■ The request ■
Move every line from the one containing "Exercise. Locate the stone" through the end of the items into your reply, requests included. Add 126 to each number in the answer coordinates.

■ The input ■
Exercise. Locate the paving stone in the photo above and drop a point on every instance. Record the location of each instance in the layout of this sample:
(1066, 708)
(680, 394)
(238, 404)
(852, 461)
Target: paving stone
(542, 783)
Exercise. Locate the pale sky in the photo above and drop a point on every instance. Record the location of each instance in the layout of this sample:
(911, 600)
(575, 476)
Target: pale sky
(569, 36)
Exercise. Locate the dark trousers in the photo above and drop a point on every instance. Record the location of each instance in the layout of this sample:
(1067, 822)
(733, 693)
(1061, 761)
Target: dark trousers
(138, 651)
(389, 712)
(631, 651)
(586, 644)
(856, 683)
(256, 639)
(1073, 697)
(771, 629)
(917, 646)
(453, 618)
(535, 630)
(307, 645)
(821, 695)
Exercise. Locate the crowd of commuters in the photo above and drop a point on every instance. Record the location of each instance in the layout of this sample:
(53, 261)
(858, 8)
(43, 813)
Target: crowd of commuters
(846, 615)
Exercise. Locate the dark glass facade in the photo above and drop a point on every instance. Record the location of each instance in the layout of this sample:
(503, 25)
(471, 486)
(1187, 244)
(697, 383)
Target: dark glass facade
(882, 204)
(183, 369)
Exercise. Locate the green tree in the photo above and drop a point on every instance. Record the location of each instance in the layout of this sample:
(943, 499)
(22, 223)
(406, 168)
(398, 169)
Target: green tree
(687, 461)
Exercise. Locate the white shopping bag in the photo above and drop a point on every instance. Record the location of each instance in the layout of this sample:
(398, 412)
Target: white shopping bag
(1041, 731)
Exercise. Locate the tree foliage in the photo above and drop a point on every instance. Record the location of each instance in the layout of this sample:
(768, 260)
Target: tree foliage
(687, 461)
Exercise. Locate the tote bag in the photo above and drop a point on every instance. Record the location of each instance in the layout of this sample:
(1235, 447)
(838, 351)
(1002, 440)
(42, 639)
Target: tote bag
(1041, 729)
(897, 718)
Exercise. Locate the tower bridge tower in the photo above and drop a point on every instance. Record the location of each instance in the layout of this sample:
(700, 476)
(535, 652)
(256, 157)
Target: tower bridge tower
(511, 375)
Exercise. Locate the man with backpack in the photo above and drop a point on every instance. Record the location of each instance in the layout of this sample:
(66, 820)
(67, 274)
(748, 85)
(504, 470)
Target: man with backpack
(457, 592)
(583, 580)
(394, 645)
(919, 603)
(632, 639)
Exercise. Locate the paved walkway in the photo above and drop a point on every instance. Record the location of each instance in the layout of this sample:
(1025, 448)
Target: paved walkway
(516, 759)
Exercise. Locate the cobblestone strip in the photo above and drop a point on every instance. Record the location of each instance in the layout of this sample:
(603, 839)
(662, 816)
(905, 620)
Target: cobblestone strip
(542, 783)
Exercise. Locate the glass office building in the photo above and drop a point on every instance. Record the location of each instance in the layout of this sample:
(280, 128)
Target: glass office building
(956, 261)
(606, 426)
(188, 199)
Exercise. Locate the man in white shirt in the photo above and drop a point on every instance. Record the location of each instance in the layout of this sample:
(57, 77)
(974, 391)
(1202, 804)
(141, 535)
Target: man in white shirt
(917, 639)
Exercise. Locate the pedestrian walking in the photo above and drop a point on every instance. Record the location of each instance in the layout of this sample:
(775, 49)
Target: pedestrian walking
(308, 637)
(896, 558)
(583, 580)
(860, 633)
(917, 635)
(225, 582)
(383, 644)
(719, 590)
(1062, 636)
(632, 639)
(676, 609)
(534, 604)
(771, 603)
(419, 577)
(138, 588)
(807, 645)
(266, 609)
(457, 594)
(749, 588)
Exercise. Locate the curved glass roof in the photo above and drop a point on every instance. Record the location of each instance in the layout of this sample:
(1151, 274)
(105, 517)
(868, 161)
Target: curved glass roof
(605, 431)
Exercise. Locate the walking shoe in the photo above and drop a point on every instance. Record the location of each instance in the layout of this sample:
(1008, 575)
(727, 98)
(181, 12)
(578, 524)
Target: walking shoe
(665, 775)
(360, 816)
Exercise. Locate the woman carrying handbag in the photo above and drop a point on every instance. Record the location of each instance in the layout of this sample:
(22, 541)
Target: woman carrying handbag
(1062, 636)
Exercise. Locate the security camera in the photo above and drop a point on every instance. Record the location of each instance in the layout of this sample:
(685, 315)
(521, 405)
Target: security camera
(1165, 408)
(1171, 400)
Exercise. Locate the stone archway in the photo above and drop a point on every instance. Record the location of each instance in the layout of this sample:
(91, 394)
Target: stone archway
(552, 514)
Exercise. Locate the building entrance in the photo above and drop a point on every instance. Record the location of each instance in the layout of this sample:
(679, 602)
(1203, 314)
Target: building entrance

■ Correct output ■
Exercise. Locate the stone archway in the photo above and drop a point on every instance. Record the location of each instance in the layout of this sample:
(91, 394)
Target: stone archway
(678, 640)
Exercise. Locate the building entrance in the photo above and drop a point on every instance. Record the location of each instance in the layout of this sample:
(679, 602)
(1203, 314)
Target: building entrance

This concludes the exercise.